## WHAT THE EXERCISE ASKS
Each line from the one containing "If you could mark the rear taillight" through the end of the data must be retyped exactly, and no other line.

## SUPPLIED RECORDS
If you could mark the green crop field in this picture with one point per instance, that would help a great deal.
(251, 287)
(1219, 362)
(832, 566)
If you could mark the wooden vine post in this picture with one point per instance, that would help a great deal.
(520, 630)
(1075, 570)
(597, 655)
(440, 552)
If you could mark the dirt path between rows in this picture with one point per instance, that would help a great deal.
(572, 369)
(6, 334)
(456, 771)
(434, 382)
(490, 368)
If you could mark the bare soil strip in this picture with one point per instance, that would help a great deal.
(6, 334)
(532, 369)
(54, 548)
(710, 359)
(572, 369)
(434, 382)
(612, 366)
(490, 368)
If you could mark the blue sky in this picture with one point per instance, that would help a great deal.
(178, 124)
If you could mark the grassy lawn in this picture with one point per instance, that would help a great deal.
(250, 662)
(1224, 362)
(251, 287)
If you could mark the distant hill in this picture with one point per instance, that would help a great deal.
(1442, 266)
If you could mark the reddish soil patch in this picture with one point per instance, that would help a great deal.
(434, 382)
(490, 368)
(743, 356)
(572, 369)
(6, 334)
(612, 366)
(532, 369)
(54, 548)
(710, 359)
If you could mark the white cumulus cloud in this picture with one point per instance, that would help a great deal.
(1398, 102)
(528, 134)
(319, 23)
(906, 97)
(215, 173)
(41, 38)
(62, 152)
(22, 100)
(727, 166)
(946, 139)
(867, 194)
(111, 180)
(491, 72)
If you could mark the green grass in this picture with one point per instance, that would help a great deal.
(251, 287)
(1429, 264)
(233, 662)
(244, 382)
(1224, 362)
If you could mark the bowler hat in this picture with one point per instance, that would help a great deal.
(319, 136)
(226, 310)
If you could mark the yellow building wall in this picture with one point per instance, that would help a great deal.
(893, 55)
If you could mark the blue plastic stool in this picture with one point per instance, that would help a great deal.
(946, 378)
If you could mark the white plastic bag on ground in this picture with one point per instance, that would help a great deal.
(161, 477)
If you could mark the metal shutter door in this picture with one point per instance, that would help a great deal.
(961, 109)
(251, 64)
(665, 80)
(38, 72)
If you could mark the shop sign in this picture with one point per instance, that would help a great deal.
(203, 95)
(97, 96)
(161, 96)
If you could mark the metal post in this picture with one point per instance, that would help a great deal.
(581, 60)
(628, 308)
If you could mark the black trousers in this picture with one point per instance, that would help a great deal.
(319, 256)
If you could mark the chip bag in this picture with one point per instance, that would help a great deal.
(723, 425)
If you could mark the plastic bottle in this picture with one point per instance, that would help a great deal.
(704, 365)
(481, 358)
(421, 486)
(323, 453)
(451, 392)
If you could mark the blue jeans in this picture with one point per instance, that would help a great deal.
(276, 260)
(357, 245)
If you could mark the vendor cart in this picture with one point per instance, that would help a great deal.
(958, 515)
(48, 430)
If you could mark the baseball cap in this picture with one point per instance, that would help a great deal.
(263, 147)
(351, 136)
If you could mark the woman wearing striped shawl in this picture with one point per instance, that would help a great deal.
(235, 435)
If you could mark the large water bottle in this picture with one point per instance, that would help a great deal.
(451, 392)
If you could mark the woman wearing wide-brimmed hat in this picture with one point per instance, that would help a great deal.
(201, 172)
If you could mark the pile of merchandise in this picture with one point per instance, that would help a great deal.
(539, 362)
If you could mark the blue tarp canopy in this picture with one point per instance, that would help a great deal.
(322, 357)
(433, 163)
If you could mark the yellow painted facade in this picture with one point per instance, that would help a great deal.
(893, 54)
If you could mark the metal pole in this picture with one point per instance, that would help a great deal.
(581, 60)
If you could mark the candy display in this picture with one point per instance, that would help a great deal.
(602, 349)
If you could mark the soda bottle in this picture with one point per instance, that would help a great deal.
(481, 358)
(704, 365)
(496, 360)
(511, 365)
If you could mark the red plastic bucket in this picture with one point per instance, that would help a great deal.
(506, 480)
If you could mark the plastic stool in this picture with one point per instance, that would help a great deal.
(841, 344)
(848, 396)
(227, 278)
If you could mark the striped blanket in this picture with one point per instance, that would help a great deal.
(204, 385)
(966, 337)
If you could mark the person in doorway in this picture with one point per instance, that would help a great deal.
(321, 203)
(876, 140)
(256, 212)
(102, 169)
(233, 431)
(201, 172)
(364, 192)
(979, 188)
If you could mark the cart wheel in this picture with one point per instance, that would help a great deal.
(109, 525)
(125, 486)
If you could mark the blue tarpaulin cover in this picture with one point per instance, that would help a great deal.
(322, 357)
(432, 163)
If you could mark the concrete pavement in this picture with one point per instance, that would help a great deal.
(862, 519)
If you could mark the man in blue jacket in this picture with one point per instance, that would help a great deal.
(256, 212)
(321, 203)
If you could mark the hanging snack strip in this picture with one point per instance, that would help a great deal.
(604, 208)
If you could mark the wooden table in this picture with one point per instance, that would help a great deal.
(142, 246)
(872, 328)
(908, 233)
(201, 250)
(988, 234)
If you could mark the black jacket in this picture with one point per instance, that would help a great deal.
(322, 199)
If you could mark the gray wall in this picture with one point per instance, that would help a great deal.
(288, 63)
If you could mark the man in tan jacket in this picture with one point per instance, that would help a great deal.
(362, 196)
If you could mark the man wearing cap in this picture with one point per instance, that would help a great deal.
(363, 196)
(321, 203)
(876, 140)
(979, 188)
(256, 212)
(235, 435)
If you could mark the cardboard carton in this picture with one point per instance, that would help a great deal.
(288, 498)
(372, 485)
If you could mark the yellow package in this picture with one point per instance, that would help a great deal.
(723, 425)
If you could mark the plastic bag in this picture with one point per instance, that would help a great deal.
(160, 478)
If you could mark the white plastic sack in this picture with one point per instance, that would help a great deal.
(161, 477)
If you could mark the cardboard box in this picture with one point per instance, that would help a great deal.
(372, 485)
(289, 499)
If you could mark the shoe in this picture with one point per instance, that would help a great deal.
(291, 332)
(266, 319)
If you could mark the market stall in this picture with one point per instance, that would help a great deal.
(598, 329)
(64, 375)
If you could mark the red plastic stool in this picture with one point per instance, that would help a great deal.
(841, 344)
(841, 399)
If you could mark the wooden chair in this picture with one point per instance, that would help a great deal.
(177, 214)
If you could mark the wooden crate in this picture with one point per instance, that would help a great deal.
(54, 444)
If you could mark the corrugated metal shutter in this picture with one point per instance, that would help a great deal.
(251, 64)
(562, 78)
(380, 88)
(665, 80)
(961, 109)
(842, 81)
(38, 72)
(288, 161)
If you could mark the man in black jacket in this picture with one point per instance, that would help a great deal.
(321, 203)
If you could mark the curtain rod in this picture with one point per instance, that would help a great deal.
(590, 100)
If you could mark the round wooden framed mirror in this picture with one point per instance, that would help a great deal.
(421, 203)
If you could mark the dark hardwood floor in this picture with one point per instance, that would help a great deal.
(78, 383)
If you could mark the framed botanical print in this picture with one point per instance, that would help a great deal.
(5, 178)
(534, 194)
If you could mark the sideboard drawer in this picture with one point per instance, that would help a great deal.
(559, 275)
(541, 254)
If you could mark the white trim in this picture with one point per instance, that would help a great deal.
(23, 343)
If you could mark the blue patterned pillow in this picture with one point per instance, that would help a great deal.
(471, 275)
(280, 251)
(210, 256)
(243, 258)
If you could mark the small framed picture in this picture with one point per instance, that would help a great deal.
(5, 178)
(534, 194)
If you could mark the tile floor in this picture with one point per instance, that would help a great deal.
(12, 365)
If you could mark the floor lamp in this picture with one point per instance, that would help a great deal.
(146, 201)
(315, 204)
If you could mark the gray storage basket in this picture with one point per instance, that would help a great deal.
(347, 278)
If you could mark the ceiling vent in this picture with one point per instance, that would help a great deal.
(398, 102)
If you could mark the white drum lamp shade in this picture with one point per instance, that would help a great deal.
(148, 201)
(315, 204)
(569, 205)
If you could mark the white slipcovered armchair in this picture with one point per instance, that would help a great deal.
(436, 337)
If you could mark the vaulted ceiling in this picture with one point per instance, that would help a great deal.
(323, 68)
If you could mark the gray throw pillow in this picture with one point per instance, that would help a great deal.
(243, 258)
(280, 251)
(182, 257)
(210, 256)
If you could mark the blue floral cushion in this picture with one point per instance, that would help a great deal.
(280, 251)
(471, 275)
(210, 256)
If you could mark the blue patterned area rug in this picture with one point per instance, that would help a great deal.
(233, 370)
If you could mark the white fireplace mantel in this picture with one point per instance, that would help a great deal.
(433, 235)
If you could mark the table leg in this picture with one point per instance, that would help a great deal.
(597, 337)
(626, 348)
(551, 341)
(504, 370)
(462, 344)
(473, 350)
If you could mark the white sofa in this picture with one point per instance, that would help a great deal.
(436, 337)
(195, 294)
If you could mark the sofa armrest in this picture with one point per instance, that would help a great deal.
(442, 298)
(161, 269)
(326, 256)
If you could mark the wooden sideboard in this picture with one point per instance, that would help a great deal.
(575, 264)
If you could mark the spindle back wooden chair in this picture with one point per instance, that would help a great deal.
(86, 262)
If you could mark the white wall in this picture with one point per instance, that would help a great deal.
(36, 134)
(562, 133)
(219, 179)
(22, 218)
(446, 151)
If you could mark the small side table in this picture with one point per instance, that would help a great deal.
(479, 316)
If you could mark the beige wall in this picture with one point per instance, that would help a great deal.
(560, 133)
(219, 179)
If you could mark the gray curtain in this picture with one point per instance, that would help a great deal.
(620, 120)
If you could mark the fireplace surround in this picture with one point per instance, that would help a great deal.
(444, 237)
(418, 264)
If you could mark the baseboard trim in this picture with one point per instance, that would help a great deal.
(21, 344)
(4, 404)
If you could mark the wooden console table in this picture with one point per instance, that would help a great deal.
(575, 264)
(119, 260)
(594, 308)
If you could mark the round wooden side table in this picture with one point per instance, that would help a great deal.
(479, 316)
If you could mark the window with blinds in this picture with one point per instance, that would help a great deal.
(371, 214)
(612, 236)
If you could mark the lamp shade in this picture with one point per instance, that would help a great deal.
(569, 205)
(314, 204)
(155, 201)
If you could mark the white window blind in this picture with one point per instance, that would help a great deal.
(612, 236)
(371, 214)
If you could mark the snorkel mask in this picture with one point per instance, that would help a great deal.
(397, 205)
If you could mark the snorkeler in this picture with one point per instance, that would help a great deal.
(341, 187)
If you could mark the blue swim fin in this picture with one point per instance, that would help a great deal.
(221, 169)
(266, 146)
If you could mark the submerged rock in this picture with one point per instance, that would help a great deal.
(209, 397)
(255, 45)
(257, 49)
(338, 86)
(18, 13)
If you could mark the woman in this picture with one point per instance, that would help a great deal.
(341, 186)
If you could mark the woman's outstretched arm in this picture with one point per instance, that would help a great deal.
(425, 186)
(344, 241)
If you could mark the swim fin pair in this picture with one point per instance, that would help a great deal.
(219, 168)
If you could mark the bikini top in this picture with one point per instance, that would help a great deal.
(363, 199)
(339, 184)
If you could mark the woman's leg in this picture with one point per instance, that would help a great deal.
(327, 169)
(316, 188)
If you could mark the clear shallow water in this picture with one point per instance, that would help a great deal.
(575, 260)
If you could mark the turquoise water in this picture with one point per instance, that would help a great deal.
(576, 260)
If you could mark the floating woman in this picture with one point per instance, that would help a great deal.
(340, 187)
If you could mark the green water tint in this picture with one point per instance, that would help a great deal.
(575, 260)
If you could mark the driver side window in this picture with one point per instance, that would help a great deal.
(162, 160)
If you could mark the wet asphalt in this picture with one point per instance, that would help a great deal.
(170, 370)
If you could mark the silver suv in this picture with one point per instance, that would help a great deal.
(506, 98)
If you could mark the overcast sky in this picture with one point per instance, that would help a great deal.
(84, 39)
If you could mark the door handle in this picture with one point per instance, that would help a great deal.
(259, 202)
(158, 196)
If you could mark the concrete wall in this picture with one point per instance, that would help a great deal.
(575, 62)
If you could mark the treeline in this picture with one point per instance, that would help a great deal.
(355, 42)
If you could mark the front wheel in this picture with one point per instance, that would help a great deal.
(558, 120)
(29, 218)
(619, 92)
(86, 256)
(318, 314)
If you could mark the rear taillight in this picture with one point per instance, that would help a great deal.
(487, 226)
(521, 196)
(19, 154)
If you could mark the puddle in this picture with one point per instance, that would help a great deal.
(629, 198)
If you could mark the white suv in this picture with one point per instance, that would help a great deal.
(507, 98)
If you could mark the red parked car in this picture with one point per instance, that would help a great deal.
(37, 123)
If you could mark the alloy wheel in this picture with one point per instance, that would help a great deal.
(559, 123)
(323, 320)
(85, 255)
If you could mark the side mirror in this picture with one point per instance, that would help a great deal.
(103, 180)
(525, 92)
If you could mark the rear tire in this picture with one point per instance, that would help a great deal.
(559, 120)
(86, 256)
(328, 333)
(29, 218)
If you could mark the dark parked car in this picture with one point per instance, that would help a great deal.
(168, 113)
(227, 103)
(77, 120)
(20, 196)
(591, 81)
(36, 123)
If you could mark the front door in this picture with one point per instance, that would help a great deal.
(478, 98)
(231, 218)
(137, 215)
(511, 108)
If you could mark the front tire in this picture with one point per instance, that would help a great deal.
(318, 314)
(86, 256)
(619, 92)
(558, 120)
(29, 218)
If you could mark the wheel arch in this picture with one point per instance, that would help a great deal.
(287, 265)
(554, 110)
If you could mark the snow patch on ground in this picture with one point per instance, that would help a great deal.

## EXERCISE RESULT
If you could mark the rear taillight in this picture with one point per instance, that would help a great deal.
(487, 226)
(521, 196)
(19, 154)
If you could mark the puddle in this picture with one point per instance, that would help a great deal.
(629, 198)
If you could mark the white suv in this picture with one point per instance, that would help a great deal.
(507, 98)
If you could mark the red parked car in this picture with one point per instance, that would help a great deal.
(37, 123)
If you could mark the alloy wheel in this picture with one point per instance, that would help a great deal.
(559, 123)
(323, 320)
(85, 255)
If you could mark the side mirror in this picture with one point per instance, that would help a great deal.
(103, 180)
(525, 92)
If you could mark the rear tire in this picture with one point per instance, that would help a great deal.
(559, 120)
(86, 256)
(328, 333)
(29, 218)
If you could mark the dark parked car in this picture with one point per instance, that would help a great deal.
(168, 113)
(227, 103)
(77, 120)
(20, 196)
(591, 81)
(36, 123)
If you could mark the front door in this picture with one point per instance, that would help a great deal.
(478, 98)
(231, 218)
(137, 215)
(511, 108)
If you could mark the front tire in this picture with one point per instance, that would help a great deal.
(318, 314)
(86, 256)
(619, 92)
(558, 120)
(29, 218)
If you could mark the wheel arch in this picture with one point per instance, that would help a great deal.
(287, 265)
(554, 110)
If you could mark the snow patch on ground in this picture with one point per instance, that would help a great deal.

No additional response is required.